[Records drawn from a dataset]
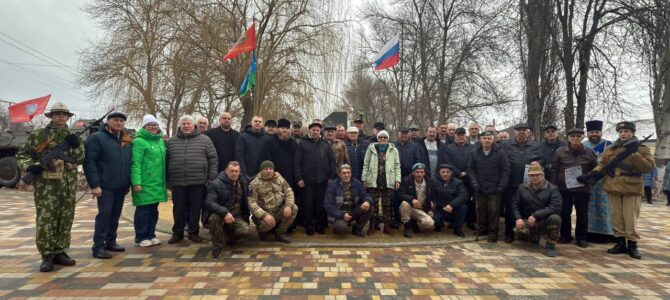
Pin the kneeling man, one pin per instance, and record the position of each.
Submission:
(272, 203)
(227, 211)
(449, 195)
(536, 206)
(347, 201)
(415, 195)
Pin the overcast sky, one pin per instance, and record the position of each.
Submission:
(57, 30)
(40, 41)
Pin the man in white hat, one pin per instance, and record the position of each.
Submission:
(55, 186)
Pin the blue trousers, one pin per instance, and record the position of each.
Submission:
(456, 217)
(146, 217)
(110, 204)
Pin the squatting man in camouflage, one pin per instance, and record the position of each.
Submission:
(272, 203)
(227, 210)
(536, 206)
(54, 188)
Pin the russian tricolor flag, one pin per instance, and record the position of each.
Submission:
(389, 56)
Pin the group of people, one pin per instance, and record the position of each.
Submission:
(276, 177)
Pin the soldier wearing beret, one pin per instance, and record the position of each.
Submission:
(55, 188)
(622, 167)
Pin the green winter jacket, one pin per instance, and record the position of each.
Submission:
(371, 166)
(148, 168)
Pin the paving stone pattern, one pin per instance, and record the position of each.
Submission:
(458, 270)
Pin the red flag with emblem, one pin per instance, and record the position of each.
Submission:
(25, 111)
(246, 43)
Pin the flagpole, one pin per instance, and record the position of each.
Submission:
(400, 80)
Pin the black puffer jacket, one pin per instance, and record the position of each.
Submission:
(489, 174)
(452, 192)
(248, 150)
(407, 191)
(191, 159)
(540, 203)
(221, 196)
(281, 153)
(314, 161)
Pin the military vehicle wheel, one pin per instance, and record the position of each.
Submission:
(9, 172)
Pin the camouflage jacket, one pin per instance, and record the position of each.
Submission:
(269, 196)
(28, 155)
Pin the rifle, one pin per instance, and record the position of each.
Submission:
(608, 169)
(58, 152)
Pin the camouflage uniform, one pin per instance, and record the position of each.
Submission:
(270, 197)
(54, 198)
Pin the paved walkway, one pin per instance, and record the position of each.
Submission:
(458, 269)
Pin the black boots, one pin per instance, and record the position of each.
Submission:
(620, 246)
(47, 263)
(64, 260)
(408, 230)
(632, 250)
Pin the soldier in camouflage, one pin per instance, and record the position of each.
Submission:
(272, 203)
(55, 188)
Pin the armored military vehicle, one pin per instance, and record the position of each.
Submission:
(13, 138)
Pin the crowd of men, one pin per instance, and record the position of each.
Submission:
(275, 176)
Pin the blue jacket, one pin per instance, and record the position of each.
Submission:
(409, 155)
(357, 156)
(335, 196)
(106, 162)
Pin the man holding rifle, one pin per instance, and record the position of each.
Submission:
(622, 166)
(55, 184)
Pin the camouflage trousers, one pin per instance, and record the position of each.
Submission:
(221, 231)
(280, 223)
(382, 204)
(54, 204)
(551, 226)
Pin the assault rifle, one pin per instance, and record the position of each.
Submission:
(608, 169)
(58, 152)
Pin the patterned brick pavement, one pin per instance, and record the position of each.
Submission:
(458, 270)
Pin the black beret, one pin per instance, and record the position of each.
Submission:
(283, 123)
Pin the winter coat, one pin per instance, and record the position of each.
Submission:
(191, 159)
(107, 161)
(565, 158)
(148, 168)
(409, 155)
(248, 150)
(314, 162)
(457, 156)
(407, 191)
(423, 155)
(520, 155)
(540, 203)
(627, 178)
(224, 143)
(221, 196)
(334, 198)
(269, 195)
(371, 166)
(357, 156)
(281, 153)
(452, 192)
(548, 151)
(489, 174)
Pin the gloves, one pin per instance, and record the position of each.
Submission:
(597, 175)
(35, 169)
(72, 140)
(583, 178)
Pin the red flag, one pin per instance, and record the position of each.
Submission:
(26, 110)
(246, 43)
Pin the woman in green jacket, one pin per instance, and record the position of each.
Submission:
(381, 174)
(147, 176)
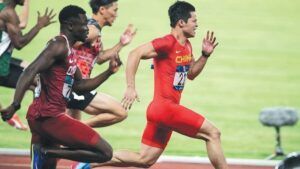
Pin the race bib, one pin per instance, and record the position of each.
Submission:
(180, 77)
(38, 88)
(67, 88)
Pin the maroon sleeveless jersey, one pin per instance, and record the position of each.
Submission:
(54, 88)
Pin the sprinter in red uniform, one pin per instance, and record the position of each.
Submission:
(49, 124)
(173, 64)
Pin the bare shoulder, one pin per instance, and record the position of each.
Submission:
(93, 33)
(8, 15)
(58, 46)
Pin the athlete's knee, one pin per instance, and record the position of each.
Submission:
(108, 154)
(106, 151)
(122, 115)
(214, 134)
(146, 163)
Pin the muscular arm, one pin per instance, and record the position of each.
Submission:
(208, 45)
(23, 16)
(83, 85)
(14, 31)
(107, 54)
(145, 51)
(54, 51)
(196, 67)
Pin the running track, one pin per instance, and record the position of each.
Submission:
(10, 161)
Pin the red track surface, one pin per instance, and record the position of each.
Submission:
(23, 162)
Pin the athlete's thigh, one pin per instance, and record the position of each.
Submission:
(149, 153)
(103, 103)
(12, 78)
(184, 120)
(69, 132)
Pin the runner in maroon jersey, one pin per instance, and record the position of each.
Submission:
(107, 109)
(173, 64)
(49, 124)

Work required: Once you find the string "trousers" in a line of the records, copy that line.

Response area:
Pin the blue trousers, one pin per instance, and record the position of each.
Pin the camouflage trousers, one pin per instance, and record the position of each.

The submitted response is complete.